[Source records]
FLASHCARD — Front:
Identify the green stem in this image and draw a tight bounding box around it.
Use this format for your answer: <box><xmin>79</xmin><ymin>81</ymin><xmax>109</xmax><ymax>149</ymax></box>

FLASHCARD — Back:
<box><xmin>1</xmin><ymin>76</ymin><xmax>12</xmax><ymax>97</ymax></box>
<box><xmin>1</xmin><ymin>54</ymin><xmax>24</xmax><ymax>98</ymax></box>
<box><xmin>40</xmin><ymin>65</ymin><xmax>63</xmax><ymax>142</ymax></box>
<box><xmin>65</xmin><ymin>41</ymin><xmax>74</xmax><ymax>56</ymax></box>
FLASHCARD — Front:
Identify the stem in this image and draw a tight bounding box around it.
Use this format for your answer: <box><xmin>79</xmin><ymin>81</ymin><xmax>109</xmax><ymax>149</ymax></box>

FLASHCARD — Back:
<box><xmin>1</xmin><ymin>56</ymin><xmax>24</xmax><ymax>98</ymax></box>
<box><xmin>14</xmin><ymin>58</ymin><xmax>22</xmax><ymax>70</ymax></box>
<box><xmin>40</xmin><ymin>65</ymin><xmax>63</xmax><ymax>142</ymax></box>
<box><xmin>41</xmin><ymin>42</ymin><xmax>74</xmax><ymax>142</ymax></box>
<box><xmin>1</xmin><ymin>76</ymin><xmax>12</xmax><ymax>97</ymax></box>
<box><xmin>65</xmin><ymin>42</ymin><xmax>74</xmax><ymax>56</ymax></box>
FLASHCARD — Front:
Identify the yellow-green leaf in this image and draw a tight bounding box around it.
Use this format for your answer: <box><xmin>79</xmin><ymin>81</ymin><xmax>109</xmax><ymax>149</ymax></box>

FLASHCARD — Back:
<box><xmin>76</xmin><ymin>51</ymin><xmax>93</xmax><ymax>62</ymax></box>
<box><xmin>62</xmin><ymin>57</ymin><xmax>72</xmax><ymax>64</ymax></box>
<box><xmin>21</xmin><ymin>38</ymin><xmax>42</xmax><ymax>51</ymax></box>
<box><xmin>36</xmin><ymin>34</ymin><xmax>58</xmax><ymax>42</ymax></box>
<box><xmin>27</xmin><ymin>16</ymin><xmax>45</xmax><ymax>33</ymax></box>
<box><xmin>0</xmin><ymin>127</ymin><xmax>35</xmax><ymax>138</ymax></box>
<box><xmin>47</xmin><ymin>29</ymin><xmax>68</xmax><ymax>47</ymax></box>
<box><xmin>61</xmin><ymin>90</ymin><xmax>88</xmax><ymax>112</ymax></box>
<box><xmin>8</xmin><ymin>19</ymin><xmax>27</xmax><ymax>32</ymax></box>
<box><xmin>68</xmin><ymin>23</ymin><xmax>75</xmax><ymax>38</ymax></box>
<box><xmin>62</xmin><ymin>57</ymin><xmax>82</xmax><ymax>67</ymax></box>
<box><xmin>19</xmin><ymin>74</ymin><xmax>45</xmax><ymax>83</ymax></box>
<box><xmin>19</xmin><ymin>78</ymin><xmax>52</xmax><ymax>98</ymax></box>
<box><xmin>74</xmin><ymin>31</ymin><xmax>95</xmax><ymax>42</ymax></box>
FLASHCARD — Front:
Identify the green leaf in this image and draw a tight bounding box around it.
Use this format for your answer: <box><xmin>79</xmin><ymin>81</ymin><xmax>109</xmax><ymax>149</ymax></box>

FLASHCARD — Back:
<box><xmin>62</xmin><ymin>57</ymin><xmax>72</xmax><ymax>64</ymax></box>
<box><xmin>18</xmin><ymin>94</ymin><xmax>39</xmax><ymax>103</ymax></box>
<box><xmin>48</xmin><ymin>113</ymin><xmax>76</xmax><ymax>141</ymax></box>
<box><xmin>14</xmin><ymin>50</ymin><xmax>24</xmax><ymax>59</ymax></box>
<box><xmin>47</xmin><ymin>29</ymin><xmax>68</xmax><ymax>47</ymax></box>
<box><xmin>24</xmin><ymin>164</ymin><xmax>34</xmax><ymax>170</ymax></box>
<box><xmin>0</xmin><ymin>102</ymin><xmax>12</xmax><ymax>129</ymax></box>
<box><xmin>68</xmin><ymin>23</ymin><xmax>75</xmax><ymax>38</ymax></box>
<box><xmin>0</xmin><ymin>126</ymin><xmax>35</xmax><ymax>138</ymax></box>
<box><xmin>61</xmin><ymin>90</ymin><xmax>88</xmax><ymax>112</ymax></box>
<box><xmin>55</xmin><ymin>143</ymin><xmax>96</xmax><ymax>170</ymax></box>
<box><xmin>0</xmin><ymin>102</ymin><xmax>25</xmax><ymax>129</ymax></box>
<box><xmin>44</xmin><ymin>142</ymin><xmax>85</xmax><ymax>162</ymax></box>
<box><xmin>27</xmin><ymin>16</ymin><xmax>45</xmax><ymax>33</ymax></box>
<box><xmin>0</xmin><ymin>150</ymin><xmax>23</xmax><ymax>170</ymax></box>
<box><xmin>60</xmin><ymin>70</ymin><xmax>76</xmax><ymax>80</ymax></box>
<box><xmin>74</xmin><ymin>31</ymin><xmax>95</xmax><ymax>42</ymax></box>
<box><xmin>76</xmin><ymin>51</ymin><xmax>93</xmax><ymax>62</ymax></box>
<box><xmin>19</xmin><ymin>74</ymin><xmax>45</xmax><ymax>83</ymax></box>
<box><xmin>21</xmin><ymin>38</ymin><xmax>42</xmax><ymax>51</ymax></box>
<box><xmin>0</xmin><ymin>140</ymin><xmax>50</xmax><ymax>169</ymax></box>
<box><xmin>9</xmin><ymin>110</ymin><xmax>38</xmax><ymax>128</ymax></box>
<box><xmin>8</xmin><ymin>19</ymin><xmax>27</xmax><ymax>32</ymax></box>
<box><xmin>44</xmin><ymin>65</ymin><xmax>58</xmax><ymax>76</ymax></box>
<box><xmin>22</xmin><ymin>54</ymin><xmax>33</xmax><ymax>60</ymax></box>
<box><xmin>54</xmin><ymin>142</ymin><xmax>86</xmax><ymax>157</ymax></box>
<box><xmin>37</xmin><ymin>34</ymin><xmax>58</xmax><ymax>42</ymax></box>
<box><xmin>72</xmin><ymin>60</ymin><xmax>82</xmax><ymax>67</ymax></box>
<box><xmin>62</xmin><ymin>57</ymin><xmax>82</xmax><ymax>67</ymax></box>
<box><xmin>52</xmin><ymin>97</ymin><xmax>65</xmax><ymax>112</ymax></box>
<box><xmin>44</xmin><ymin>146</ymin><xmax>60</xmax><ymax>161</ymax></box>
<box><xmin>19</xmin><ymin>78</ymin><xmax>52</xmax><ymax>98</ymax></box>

* **TASK INSTRUCTIONS**: Retype the entries precisely as they stand.

* **TASK OUTPUT**:
FLASHCARD — Front:
Identify the green stem in this image and draw a tight bounding box around it.
Use this format for your answer: <box><xmin>79</xmin><ymin>81</ymin><xmax>109</xmax><ymax>149</ymax></box>

FLASHCARD — Back:
<box><xmin>1</xmin><ymin>76</ymin><xmax>12</xmax><ymax>97</ymax></box>
<box><xmin>1</xmin><ymin>54</ymin><xmax>24</xmax><ymax>98</ymax></box>
<box><xmin>40</xmin><ymin>65</ymin><xmax>63</xmax><ymax>142</ymax></box>
<box><xmin>65</xmin><ymin>41</ymin><xmax>74</xmax><ymax>56</ymax></box>
FLASHCARD — Front:
Identify the stem in this image and draw a tight bounding box around it.
Use this format for your answer: <box><xmin>79</xmin><ymin>81</ymin><xmax>109</xmax><ymax>149</ymax></box>

FLASHCARD — Back:
<box><xmin>1</xmin><ymin>56</ymin><xmax>24</xmax><ymax>98</ymax></box>
<box><xmin>14</xmin><ymin>58</ymin><xmax>22</xmax><ymax>70</ymax></box>
<box><xmin>40</xmin><ymin>65</ymin><xmax>63</xmax><ymax>142</ymax></box>
<box><xmin>41</xmin><ymin>42</ymin><xmax>74</xmax><ymax>142</ymax></box>
<box><xmin>1</xmin><ymin>76</ymin><xmax>12</xmax><ymax>97</ymax></box>
<box><xmin>65</xmin><ymin>42</ymin><xmax>74</xmax><ymax>56</ymax></box>
FLASHCARD — Front:
Identify the yellow-green leaf in this image and draw a tight bounding box around it.
Use this format for your answer: <box><xmin>79</xmin><ymin>81</ymin><xmax>109</xmax><ymax>149</ymax></box>

FLASHCARD — Back:
<box><xmin>76</xmin><ymin>51</ymin><xmax>93</xmax><ymax>62</ymax></box>
<box><xmin>62</xmin><ymin>57</ymin><xmax>72</xmax><ymax>64</ymax></box>
<box><xmin>21</xmin><ymin>38</ymin><xmax>42</xmax><ymax>51</ymax></box>
<box><xmin>36</xmin><ymin>34</ymin><xmax>58</xmax><ymax>42</ymax></box>
<box><xmin>27</xmin><ymin>16</ymin><xmax>45</xmax><ymax>33</ymax></box>
<box><xmin>0</xmin><ymin>127</ymin><xmax>35</xmax><ymax>138</ymax></box>
<box><xmin>47</xmin><ymin>29</ymin><xmax>68</xmax><ymax>47</ymax></box>
<box><xmin>61</xmin><ymin>90</ymin><xmax>88</xmax><ymax>112</ymax></box>
<box><xmin>8</xmin><ymin>19</ymin><xmax>27</xmax><ymax>32</ymax></box>
<box><xmin>68</xmin><ymin>23</ymin><xmax>75</xmax><ymax>38</ymax></box>
<box><xmin>62</xmin><ymin>57</ymin><xmax>82</xmax><ymax>67</ymax></box>
<box><xmin>19</xmin><ymin>74</ymin><xmax>45</xmax><ymax>83</ymax></box>
<box><xmin>19</xmin><ymin>78</ymin><xmax>52</xmax><ymax>98</ymax></box>
<box><xmin>74</xmin><ymin>31</ymin><xmax>95</xmax><ymax>42</ymax></box>
FLASHCARD — Front:
Identify the green leaf in this image and draw a tight bounding box around it.
Use this format for your answer: <box><xmin>79</xmin><ymin>81</ymin><xmax>109</xmax><ymax>149</ymax></box>

FLASHCARD — Back:
<box><xmin>62</xmin><ymin>57</ymin><xmax>72</xmax><ymax>64</ymax></box>
<box><xmin>18</xmin><ymin>94</ymin><xmax>39</xmax><ymax>103</ymax></box>
<box><xmin>48</xmin><ymin>113</ymin><xmax>76</xmax><ymax>141</ymax></box>
<box><xmin>14</xmin><ymin>50</ymin><xmax>24</xmax><ymax>59</ymax></box>
<box><xmin>47</xmin><ymin>29</ymin><xmax>68</xmax><ymax>47</ymax></box>
<box><xmin>24</xmin><ymin>164</ymin><xmax>34</xmax><ymax>170</ymax></box>
<box><xmin>0</xmin><ymin>102</ymin><xmax>12</xmax><ymax>129</ymax></box>
<box><xmin>68</xmin><ymin>23</ymin><xmax>75</xmax><ymax>38</ymax></box>
<box><xmin>0</xmin><ymin>126</ymin><xmax>35</xmax><ymax>138</ymax></box>
<box><xmin>61</xmin><ymin>90</ymin><xmax>88</xmax><ymax>112</ymax></box>
<box><xmin>55</xmin><ymin>143</ymin><xmax>96</xmax><ymax>170</ymax></box>
<box><xmin>0</xmin><ymin>102</ymin><xmax>25</xmax><ymax>129</ymax></box>
<box><xmin>44</xmin><ymin>142</ymin><xmax>85</xmax><ymax>162</ymax></box>
<box><xmin>27</xmin><ymin>16</ymin><xmax>45</xmax><ymax>33</ymax></box>
<box><xmin>0</xmin><ymin>150</ymin><xmax>23</xmax><ymax>170</ymax></box>
<box><xmin>60</xmin><ymin>70</ymin><xmax>76</xmax><ymax>80</ymax></box>
<box><xmin>74</xmin><ymin>31</ymin><xmax>95</xmax><ymax>42</ymax></box>
<box><xmin>76</xmin><ymin>51</ymin><xmax>93</xmax><ymax>62</ymax></box>
<box><xmin>19</xmin><ymin>74</ymin><xmax>45</xmax><ymax>83</ymax></box>
<box><xmin>21</xmin><ymin>38</ymin><xmax>42</xmax><ymax>51</ymax></box>
<box><xmin>0</xmin><ymin>140</ymin><xmax>50</xmax><ymax>169</ymax></box>
<box><xmin>9</xmin><ymin>110</ymin><xmax>38</xmax><ymax>128</ymax></box>
<box><xmin>8</xmin><ymin>19</ymin><xmax>27</xmax><ymax>32</ymax></box>
<box><xmin>44</xmin><ymin>65</ymin><xmax>58</xmax><ymax>76</ymax></box>
<box><xmin>22</xmin><ymin>54</ymin><xmax>33</xmax><ymax>60</ymax></box>
<box><xmin>54</xmin><ymin>142</ymin><xmax>86</xmax><ymax>157</ymax></box>
<box><xmin>37</xmin><ymin>34</ymin><xmax>58</xmax><ymax>42</ymax></box>
<box><xmin>72</xmin><ymin>60</ymin><xmax>82</xmax><ymax>67</ymax></box>
<box><xmin>62</xmin><ymin>57</ymin><xmax>82</xmax><ymax>67</ymax></box>
<box><xmin>52</xmin><ymin>97</ymin><xmax>65</xmax><ymax>112</ymax></box>
<box><xmin>44</xmin><ymin>146</ymin><xmax>60</xmax><ymax>161</ymax></box>
<box><xmin>19</xmin><ymin>78</ymin><xmax>52</xmax><ymax>98</ymax></box>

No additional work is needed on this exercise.